→ PASSAGE GIVEN:
Monday, July 21, 2014

Curious Case of the Cast Iron Compass Rose

Back in our sailing days we used to collect the odd item of nautical descent -- a brass signal cannon that fired 10-gauge blanks and put out a satisfactory BANG!, a gimballed brass salon lamp that swung more or less level when the weather got heavy, a big oil painting depicting topsail schooners racing into the dawn.  One of our prize finds was a decorative, cast-iron compass rose.  Now, a compass rose usually is a handy device printed on nautical charts and showing not just the four key directions but also all the other points of the compass, so you can quickly plot a compass course using a pair of parallel rulers and the rose as a reference.  Wikipedia puts it this way: "A compass rose, sometimes called a windrose, is a figure on a compass, map, nautical chart or monument used to display the orientation of the cardinal directions—North, East, South and West—and their intermediate points."

→ INFORMATION SUPPLIED:
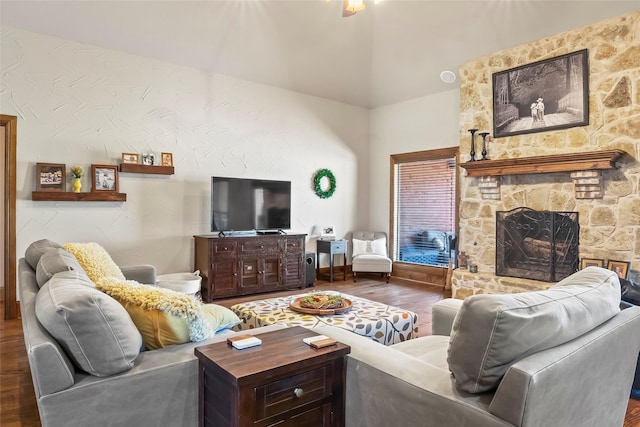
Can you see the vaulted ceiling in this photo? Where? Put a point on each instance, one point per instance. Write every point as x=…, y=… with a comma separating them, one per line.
x=392, y=51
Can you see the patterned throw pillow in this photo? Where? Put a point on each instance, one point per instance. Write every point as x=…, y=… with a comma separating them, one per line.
x=95, y=260
x=165, y=317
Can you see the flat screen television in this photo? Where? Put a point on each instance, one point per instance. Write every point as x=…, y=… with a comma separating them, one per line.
x=242, y=204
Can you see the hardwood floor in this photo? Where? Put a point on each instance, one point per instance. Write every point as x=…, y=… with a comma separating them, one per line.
x=17, y=398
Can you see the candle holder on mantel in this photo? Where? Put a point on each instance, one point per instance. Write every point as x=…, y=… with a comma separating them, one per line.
x=473, y=144
x=484, y=144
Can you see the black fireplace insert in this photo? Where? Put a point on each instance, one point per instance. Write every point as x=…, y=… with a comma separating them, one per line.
x=537, y=245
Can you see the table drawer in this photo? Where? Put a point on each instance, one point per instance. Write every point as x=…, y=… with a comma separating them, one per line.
x=339, y=247
x=286, y=394
x=294, y=245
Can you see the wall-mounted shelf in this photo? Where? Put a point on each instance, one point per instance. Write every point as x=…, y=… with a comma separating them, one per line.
x=585, y=169
x=596, y=160
x=69, y=196
x=156, y=170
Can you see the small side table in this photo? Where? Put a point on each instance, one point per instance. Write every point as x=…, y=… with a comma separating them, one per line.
x=332, y=247
x=283, y=381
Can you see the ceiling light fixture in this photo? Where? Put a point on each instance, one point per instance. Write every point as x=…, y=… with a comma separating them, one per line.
x=351, y=7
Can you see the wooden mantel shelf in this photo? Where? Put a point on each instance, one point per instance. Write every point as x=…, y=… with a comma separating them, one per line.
x=596, y=160
x=68, y=196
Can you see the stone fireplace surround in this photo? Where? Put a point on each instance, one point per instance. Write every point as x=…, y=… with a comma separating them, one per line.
x=609, y=221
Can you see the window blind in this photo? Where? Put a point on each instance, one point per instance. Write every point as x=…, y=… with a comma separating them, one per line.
x=425, y=211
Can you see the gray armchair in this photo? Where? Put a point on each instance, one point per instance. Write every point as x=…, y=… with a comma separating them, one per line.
x=370, y=253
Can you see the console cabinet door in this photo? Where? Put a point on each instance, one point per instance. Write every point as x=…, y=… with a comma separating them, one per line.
x=293, y=262
x=271, y=272
x=224, y=277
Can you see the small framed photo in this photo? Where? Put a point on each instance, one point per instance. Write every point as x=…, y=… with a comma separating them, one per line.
x=50, y=177
x=104, y=178
x=130, y=158
x=591, y=262
x=167, y=159
x=621, y=268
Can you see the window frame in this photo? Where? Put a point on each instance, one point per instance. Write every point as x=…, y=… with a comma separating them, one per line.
x=417, y=156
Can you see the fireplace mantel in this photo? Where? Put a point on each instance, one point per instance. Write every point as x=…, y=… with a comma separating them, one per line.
x=573, y=162
x=585, y=169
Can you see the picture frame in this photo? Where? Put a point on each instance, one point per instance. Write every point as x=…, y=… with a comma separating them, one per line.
x=167, y=159
x=50, y=176
x=546, y=95
x=621, y=268
x=148, y=159
x=130, y=158
x=591, y=262
x=104, y=178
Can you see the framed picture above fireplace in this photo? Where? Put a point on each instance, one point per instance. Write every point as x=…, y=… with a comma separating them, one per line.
x=621, y=268
x=546, y=95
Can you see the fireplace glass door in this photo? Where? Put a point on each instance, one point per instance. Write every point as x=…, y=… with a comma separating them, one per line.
x=537, y=245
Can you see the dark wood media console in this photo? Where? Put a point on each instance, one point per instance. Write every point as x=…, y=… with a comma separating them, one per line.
x=245, y=265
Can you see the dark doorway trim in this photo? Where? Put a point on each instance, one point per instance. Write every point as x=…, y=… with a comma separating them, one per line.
x=10, y=124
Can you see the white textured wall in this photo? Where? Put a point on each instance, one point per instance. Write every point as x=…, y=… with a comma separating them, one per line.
x=420, y=124
x=79, y=104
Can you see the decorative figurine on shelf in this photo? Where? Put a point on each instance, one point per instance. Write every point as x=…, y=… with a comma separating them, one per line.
x=462, y=259
x=473, y=144
x=76, y=173
x=484, y=144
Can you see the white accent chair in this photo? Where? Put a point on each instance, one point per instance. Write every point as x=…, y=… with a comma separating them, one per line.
x=370, y=253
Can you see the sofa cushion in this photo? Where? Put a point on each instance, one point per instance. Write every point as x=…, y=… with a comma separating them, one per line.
x=36, y=249
x=54, y=261
x=94, y=329
x=491, y=332
x=95, y=260
x=165, y=317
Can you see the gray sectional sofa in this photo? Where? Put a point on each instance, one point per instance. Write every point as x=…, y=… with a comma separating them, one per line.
x=160, y=388
x=563, y=357
x=558, y=358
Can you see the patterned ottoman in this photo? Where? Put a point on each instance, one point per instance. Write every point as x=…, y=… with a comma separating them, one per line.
x=380, y=322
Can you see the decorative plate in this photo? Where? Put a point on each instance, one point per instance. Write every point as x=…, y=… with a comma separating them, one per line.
x=295, y=306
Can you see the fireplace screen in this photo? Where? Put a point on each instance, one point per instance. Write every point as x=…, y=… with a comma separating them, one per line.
x=537, y=245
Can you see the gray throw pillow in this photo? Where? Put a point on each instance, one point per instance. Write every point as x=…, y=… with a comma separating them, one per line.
x=95, y=331
x=55, y=261
x=37, y=249
x=491, y=332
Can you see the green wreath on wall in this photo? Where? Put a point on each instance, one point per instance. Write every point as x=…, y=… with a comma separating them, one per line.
x=317, y=183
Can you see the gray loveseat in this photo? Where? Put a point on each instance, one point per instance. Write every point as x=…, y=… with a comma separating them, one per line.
x=160, y=388
x=558, y=358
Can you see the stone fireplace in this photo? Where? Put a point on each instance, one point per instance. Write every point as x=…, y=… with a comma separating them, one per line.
x=538, y=245
x=606, y=200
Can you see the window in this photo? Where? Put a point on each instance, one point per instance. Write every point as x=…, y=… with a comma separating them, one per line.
x=424, y=207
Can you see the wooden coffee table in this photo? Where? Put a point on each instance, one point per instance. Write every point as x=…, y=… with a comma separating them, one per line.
x=281, y=382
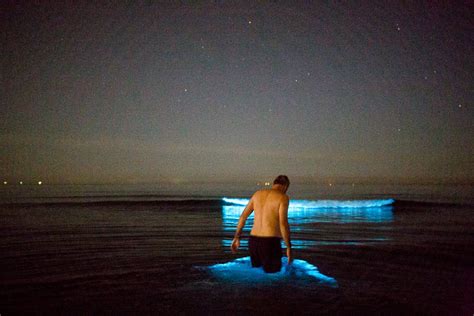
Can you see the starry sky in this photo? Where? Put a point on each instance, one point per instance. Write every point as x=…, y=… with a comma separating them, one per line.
x=126, y=92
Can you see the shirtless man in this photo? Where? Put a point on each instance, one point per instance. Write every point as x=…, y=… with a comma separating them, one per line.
x=269, y=226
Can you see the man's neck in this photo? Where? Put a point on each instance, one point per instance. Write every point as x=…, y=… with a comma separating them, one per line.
x=279, y=187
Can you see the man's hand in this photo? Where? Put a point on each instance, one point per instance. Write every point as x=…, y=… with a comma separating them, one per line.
x=289, y=254
x=235, y=245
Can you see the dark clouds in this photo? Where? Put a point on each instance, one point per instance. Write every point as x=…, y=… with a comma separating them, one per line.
x=96, y=92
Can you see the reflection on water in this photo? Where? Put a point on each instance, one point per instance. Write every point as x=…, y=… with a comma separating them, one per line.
x=305, y=244
x=313, y=204
x=240, y=271
x=300, y=219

→ WRITTEN EXERCISE:
Answer these questions from the post about the cast-iron compass rose:
(a) What gauge of blanks did the brass signal cannon fire?
(b) What did the big oil painting depict?
(c) According to the quoted Wikipedia definition, what is a compass rose sometimes called?

→ ANSWER TO THIS TASK:
(a) 10-gauge blanks.
(b) Topsail schooners racing into the dawn.
(c) A windrose.